In addition to nitroimidazole analogs, 62/64Cu-diacetyl-bis(N-4-methylthiosemicarbazone (62/64Cu-ATSM) is also a useful PET imaging radiotracer for hypoxia [39, 40]. Cu-ATSM is a small lipophilic molecular complex that easily penetrates the blood-brain barrier and cellular membranes and clears rapidly from normal tissues [41]. In hypoxic area, Cu2+ binding to ATSM is reduced to Cu+ by microsomal electron transfer, and the Cu+ component is retained in the cell. Compared to [18F]FMISO, 62/64Cu-ATSM shows rapid clearance from normal tissues and blood to produce images with good contrast and signal/noise ratios within a short PET scanning time.

> Dataset records:
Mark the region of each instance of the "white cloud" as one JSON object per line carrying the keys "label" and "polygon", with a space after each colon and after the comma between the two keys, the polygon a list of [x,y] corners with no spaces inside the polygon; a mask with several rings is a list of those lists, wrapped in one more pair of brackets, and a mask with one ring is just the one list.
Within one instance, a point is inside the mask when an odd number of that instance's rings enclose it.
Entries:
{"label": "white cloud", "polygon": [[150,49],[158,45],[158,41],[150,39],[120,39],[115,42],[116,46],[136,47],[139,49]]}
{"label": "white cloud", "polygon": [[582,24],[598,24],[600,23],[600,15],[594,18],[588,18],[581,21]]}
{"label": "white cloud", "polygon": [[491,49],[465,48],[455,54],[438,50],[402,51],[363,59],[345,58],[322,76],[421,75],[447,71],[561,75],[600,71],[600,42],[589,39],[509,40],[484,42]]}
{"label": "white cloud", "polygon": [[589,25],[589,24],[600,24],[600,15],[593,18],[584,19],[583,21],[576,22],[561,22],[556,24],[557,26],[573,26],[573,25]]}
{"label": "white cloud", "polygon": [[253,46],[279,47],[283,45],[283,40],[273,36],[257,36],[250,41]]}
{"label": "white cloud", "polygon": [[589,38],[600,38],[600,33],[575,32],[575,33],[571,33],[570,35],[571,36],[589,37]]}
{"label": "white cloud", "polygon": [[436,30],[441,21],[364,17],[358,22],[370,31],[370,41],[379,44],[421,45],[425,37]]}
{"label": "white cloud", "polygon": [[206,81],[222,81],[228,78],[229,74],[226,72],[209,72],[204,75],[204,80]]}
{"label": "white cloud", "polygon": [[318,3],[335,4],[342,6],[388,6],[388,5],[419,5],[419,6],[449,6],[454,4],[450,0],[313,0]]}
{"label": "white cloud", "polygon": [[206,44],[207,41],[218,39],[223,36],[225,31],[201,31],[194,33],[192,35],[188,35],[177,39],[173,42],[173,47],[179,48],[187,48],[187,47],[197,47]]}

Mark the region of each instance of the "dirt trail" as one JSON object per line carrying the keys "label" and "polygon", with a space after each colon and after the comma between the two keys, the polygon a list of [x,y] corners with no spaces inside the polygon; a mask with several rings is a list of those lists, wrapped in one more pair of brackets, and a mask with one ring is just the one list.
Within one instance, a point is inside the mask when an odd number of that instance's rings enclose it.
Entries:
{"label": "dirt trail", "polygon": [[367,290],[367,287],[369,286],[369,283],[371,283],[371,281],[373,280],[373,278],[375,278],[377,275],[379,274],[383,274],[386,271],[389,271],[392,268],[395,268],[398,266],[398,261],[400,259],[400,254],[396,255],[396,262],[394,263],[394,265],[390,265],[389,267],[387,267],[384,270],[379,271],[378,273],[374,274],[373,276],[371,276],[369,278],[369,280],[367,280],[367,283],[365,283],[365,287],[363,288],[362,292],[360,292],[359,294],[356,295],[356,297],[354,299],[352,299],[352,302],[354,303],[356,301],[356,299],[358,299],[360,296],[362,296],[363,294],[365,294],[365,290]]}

> What the task requires: Can you condense the paragraph of the Cu-ATSM text that begins "In addition to nitroimidazole analogs" into a short bulleted list that keeps its main facts?

> Response box:
- Besides nitroimidazole analogs, 62/64Cu-ATSM is a useful PET imaging radiotracer for hypoxia.
- It is a small lipophilic complex that easily crosses the blood-brain barrier and cell membranes and clears rapidly from normal tissues.
- In hypoxic areas, microsomal electron transfer reduces the Cu2+ bound to ATSM to Cu+, which the cell retains.
- Compared with [18F]FMISO, it clears faster from normal tissues and blood, giving images with good contrast and signal/noise ratios within a short PET scan time.